## begin Recorded information

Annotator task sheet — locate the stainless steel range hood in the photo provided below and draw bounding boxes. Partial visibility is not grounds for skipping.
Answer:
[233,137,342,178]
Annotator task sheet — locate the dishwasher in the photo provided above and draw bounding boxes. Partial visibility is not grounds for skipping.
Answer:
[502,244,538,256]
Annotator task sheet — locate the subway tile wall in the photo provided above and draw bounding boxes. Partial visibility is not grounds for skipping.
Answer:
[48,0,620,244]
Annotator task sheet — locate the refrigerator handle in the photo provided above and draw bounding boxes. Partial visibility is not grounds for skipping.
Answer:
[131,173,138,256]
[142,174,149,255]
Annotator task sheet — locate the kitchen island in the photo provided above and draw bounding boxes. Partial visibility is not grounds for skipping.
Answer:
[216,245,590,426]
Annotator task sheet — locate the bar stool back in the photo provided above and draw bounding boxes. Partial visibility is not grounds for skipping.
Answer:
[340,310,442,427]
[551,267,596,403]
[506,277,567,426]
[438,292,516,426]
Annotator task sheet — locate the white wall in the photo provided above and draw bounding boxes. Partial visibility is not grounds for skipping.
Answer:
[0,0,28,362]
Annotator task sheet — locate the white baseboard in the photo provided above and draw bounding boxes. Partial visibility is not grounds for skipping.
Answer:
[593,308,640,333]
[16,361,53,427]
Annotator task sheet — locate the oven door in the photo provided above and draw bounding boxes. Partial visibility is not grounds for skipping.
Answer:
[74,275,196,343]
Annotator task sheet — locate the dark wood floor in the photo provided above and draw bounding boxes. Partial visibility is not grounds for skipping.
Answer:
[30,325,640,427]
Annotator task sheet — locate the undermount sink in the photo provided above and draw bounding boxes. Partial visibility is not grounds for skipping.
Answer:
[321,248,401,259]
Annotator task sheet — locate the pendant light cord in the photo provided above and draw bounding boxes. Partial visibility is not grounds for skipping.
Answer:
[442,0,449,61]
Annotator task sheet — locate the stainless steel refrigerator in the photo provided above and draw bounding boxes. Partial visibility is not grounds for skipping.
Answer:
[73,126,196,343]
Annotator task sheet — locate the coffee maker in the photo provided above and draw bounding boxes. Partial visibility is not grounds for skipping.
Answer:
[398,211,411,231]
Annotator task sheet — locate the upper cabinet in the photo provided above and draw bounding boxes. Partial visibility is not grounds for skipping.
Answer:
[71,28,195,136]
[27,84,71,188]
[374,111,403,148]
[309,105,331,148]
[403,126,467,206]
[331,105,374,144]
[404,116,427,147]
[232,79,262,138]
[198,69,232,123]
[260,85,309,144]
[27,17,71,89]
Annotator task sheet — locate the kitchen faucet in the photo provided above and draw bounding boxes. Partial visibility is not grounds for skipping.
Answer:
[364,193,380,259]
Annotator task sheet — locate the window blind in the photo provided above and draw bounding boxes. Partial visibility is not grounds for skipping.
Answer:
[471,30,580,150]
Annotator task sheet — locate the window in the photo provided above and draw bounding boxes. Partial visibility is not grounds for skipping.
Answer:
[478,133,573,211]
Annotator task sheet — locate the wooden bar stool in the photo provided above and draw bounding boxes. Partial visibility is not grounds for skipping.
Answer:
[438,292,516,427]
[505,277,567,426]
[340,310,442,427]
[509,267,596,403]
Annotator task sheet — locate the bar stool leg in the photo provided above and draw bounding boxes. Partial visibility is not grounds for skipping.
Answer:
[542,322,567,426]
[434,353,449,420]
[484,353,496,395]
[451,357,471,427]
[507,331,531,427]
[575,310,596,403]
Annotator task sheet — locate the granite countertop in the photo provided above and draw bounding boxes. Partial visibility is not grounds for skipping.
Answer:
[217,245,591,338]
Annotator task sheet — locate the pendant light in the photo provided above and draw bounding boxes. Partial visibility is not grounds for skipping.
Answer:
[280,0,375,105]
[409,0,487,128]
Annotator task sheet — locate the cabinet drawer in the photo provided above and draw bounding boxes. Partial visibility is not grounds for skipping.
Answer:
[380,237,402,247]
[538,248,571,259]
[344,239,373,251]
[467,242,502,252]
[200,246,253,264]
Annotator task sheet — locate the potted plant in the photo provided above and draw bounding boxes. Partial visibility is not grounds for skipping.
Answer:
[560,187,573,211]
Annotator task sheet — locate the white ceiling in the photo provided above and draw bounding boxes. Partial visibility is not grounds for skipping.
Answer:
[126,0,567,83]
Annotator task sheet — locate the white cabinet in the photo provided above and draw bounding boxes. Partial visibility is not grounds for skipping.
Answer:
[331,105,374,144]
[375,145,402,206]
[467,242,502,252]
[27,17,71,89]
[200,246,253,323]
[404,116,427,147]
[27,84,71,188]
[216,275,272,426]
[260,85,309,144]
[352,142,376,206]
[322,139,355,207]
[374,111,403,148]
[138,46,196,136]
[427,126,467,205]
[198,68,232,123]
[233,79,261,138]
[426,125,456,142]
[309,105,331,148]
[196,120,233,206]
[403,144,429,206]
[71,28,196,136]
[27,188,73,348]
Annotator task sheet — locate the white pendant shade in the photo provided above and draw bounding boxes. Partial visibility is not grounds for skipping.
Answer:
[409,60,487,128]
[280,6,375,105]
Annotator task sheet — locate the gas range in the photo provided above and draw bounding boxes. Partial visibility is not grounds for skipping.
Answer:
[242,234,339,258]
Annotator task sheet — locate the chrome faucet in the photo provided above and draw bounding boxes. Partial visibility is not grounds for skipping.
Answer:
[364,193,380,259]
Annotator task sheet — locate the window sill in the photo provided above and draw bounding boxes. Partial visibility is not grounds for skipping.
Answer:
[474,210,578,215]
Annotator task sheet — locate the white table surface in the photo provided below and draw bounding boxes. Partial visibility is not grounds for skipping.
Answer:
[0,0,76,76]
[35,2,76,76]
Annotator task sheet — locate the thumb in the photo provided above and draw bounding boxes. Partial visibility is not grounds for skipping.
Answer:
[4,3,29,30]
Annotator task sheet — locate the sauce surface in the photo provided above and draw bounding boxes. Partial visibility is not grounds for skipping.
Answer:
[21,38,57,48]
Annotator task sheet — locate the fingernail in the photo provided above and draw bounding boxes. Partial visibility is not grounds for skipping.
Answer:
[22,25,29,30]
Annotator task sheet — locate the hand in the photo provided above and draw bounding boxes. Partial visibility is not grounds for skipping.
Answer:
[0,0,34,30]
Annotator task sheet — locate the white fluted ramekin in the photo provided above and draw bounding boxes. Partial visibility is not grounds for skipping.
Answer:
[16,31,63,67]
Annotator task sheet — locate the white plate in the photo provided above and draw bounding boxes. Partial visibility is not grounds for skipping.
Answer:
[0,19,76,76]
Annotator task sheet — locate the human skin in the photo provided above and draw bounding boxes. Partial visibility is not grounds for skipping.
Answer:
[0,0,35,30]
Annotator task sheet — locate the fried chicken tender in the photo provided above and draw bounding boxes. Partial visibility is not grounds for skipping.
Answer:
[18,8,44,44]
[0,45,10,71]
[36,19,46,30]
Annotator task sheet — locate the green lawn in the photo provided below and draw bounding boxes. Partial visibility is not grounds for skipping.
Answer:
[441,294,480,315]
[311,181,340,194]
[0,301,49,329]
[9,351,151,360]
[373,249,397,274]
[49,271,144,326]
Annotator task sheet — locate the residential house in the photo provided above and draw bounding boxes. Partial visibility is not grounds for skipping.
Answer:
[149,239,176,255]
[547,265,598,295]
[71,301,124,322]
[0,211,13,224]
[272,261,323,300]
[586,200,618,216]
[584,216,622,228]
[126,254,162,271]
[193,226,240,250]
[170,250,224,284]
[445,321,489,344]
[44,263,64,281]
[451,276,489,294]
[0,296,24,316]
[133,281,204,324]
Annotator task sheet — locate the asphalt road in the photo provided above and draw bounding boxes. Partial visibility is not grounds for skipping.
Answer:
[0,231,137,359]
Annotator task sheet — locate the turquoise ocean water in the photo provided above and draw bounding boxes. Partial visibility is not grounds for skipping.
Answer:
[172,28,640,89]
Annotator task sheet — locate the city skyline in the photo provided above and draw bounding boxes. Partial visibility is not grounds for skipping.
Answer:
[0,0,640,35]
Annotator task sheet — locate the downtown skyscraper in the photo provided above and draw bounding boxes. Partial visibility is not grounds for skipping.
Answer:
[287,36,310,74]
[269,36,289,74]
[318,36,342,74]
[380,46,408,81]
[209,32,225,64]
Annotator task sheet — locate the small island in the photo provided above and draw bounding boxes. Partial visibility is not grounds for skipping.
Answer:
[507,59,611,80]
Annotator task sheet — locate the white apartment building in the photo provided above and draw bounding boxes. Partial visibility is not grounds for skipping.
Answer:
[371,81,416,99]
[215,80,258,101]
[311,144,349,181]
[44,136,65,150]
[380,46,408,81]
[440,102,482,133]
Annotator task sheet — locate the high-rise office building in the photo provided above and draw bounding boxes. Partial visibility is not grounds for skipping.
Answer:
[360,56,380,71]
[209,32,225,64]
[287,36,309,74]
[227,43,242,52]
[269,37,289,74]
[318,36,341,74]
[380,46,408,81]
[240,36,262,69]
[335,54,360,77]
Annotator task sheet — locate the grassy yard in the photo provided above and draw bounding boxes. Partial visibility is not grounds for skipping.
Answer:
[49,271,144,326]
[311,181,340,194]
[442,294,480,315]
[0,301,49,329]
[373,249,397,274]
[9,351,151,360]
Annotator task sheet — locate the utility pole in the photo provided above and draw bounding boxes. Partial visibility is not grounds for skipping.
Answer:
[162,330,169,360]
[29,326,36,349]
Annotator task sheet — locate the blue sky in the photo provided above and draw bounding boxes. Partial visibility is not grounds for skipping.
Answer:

## end Recorded information

Reproduce the part of the listing that opens with the line containing "Annotator task sheet — locate the turquoise" and closes with the line containing "[335,54,360,77]", swapping "small island" for "small islet" and leaving everything else unchanged.

Annotator task sheet — locate the turquoise ocean water in the photo provided above and draw bounding boxes. Partial visibility is not grounds for skipping.
Answer:
[172,28,640,89]
Annotator task sheet — locate the city skyline in the photo provided above and draw bounding boxes. Partial visibility is not grounds for skipping.
Answer:
[0,0,640,35]
Annotator task sheet — locate the downtown skyscraper in the photo provided above and draw bounding boxes. Partial visibility is not grounds for skipping.
Answer:
[287,36,310,74]
[269,36,289,74]
[318,36,342,74]
[380,46,408,81]
[209,32,225,64]
Annotator task sheet — locate the small islet in the photo provided above and draw bounding boxes. Partial visibility is not grounds for skipping.
Answer:
[507,59,611,80]
Annotator task sheet — locate the white apartment building in the photo provided above and draw bounding boxes. Partial visibility is not grounds for skipping.
Answer:
[371,81,416,99]
[215,80,258,101]
[311,144,349,181]
[44,136,65,150]
[380,46,408,81]
[440,102,482,133]
Annotator task sheet — locate the high-rise office building in the photo provided above and draw bounding boxes. Partial visibility is not grounds for skipping.
Answer:
[360,56,380,71]
[209,32,225,64]
[287,36,309,74]
[227,43,242,52]
[269,37,289,74]
[318,36,341,74]
[380,46,408,81]
[240,36,262,69]
[335,54,360,77]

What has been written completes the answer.